[start of Quoted passage]

Re: [discuss] dropping Hadoop 2.2 and 2.3 support in Spark 2.0?

Posted by Steve Loughran <st...@hortonworks.com>.

> On 14 Jan 2016, at 09:28, Steve Loughran <st...@hortonworks.com> wrote:
>> 
> 
> 2.6.x is still having active releases, likely through 2016. It'll be the only hadoop version where problems Spark encounters would get fixed

Correction: minimum Hadoop version

Any problem reported against older versions will probably get a message saying "upgrade"

> 
> It's also the last iteration of interesting API features —especially in YARN: timeline server, registry, various other things
> 
> And it has s3a, which, for anyone using S3 for storage, is the only S3 filesystem binding I'd recommend. Hadoop 2.4 not only has s3n, it's got a broken one that (HADOOP-10589)
> 
> I believe 2.6 supportsr recent guava versions, even if it is frozen on 11.0 to avoid surprising people (i.e. all deprecated/removed classes should have been stripped)
> 
> Finally: it's the only version of Hadoop that works on Java 7, has patches to support Java8+kerberos (in fact, Java 7u80+ and kerberos).

[end of Quoted passage]
[start of Provided records]

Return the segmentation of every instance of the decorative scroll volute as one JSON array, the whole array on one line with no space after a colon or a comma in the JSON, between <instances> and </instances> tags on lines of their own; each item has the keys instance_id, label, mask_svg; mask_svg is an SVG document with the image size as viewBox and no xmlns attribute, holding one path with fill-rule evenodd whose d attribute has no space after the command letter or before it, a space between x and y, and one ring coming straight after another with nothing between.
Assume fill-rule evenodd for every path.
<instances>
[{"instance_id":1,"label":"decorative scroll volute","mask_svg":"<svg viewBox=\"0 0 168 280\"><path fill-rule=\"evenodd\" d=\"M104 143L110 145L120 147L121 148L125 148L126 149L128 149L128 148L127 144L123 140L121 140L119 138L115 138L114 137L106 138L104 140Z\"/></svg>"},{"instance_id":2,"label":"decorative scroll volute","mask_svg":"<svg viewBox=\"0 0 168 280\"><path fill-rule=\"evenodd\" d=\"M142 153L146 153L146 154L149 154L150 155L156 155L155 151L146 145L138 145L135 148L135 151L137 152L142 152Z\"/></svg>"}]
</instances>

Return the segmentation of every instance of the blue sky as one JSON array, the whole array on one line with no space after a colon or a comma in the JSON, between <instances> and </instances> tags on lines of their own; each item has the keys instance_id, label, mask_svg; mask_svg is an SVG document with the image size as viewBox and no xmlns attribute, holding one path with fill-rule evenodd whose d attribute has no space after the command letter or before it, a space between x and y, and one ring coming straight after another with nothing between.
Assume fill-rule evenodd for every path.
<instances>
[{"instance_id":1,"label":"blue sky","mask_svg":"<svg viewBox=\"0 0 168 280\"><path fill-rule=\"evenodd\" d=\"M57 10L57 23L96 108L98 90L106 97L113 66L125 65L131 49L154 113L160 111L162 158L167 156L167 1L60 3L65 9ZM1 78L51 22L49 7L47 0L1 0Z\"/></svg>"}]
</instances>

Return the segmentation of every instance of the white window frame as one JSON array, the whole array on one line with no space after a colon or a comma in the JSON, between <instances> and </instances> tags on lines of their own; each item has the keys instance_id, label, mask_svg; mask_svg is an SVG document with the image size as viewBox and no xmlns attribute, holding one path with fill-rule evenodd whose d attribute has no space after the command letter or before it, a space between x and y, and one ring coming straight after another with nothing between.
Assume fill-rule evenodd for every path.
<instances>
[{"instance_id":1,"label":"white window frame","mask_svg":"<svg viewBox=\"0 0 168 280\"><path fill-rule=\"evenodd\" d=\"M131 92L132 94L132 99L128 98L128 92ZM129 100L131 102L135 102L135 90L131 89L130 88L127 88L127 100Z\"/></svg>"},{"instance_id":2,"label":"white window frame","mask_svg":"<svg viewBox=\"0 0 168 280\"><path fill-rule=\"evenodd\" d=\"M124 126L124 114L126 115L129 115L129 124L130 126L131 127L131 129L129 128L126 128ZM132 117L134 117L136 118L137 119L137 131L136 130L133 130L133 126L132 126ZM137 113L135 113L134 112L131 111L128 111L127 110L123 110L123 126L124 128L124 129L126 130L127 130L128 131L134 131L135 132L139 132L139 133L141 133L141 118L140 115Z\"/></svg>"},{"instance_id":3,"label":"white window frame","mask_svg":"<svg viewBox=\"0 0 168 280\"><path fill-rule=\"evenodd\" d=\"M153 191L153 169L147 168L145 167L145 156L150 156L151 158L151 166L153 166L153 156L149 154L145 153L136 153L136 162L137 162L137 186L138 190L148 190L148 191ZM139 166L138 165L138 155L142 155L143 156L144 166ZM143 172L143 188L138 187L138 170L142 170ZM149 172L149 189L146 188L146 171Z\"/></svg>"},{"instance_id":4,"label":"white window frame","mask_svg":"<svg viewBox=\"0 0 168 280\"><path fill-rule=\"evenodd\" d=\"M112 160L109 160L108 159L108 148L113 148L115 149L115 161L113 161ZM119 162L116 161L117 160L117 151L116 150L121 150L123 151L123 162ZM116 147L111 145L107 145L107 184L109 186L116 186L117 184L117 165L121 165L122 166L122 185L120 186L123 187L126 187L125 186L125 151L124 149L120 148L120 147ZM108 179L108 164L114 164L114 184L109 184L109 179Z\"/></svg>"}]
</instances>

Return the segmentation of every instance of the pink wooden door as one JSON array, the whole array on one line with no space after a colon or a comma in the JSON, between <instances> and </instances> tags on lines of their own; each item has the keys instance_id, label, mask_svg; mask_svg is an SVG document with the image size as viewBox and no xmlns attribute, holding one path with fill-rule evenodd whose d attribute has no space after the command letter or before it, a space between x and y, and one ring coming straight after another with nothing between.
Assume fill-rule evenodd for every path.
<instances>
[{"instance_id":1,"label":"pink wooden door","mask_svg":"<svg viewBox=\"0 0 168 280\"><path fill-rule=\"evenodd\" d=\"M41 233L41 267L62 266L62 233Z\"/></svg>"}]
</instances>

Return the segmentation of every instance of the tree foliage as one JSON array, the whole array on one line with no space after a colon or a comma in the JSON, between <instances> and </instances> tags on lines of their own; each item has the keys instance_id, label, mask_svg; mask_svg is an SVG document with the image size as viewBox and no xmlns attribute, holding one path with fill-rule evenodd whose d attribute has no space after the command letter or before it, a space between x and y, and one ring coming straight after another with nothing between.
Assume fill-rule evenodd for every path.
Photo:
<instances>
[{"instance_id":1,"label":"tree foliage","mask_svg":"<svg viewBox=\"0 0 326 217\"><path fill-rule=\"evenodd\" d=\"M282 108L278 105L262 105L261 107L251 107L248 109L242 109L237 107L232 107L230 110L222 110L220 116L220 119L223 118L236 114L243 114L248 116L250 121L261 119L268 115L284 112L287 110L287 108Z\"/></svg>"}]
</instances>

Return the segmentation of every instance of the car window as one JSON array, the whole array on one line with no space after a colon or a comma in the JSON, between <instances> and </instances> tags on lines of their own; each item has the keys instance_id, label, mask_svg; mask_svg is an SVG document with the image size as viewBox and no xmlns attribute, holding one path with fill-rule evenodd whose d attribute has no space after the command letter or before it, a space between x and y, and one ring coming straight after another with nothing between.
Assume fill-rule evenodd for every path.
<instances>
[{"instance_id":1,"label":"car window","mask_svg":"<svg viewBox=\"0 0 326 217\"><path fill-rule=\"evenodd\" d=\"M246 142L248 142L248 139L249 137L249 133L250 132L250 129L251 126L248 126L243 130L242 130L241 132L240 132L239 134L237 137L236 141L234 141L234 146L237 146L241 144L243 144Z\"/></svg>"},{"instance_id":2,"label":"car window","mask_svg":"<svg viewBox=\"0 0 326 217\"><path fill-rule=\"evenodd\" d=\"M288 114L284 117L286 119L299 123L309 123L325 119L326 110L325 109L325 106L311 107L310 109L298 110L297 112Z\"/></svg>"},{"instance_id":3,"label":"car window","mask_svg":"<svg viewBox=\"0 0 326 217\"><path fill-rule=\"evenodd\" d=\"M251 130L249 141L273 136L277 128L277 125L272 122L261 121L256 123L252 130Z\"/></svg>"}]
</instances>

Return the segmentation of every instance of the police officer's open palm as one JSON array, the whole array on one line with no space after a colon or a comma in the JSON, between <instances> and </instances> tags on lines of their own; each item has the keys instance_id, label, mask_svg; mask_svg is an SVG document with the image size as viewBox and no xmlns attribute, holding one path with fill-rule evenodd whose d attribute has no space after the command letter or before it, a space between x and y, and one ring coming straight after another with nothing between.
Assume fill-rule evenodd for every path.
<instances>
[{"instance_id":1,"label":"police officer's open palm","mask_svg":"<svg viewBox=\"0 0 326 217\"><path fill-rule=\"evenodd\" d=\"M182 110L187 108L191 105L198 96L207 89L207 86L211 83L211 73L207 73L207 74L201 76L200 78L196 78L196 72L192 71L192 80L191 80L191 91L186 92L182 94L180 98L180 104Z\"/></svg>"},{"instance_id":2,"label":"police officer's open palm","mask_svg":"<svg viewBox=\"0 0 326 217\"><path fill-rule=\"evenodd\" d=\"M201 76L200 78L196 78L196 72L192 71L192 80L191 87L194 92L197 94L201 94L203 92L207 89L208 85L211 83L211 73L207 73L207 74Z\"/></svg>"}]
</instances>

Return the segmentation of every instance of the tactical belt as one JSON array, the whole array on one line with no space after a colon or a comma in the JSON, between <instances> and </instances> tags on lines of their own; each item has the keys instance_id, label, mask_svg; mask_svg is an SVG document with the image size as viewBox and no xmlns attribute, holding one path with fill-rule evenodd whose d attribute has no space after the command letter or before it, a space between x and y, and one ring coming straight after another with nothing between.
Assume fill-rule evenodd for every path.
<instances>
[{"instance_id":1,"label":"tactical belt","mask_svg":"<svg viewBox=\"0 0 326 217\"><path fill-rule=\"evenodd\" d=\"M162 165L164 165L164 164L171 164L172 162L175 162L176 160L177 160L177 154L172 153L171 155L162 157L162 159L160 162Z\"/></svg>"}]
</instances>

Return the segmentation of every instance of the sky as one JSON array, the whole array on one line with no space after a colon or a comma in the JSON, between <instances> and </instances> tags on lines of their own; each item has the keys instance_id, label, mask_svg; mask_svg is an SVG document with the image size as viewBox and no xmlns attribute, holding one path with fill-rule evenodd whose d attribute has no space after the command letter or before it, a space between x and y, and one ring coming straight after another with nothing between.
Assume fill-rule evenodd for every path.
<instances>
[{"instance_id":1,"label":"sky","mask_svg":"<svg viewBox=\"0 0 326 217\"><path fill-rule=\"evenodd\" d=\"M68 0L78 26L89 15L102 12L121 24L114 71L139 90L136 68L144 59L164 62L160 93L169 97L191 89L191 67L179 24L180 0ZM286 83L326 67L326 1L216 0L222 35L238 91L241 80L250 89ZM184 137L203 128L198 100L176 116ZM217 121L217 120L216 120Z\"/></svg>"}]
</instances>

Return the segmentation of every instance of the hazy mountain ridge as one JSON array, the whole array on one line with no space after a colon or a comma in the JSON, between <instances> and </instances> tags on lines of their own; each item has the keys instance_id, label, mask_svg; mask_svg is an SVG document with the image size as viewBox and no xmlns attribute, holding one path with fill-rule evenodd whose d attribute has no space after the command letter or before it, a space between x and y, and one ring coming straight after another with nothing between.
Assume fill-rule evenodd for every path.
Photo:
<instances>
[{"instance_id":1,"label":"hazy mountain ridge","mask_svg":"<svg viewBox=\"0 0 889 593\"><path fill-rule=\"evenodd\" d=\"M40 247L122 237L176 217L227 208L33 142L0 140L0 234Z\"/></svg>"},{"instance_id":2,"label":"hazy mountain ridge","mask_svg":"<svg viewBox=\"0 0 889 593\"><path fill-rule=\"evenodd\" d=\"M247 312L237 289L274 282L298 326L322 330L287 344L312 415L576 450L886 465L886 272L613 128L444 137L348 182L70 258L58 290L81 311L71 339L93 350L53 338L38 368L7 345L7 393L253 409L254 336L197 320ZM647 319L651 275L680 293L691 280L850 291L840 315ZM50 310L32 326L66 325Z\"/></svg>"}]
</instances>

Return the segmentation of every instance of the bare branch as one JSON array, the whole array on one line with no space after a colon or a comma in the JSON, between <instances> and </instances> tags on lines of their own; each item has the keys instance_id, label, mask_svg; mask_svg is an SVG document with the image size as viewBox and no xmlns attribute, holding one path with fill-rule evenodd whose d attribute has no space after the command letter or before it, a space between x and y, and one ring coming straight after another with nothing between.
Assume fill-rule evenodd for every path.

[end of Provided records]

- Short exercise 1 -
Output the passage from the Hadoop support post that begins at the words "Any problem reported" and stops after the words "7u80+ and kerberos).", keeping every character unchanged.
- Short exercise 2 -
Using the post about dropping Hadoop 2.2 and 2.3 support, decide whether each statement agrees with it: (a) Hadoop 2.6.x is expected to keep having active releases through 2016. (b) The author recommends s3n to anyone using S3 for storage. (c) Problems reported against older Hadoop versions will probably get a message saying "upgrade". Answer yes or no for each, and quote the words that decide it.
- Short exercise 3 -
Write the next part of the post about dropping Hadoop 2.2 and 2.3 support, starting right after its final sentence.

- Written answer 1 -
Any problem reported against older versions will probably get a message saying "upgrade"

> 
> It's also the last iteration of interesting API features —especially in YARN: timeline server, registry, various other things
> 
> And it has s3a, which, for anyone using S3 for storage, is the only S3 filesystem binding I'd recommend. Hadoop 2.4 not only has s3n, it's got a broken one that (HADOOP-10589)
> 
> I believe 2.6 supportsr recent guava versions, even if it is frozen on 11.0 to avoid surprising people (i.e. all deprecated/removed classes should have been stripped)
> 
> Finally: it's the only version of Hadoop that works on Java 7, has patches to support Java8+kerberos (in fact, Java 7u80+ and kerberos).

- Written answer 2 -
(a) Yes: "2.6.x is still having active releases, likely through 2016."
(b) No: "it has s3a, which, for anyone using S3 for storage, is the only S3 filesystem binding I'd recommend."
(c) Yes: "Any problem reported against older versions will probably get a message saying "upgrade""

- Written answer 3 -
> 
> For the reason of JVMs and guava alone, I'd abandon Hadoop < 2.6. Those versions won't work on secure Java 7 clusters, recent guava versions, and have lots of uncorrected issues.
> 
> Oh, and did I mention the test matrix? The later version of Hadoop you use, the less versions to test against. 
> 
>> My general position is that backwards-compatibility and supporting
>> older platforms needs to be a low priority in a major release; it's a
>> decision about what to support for users in the next couple years, not
>> the preceding couple years. Users on older technologies simply stay on
>> the older Spark until ready to update; they are in no sense suddenly
>> left behind otherwise.
> 
> 
> If they are running older versions of Hadoop, they generally have stable apps which they don't bother upgrading. New clusters => new versions => new apps.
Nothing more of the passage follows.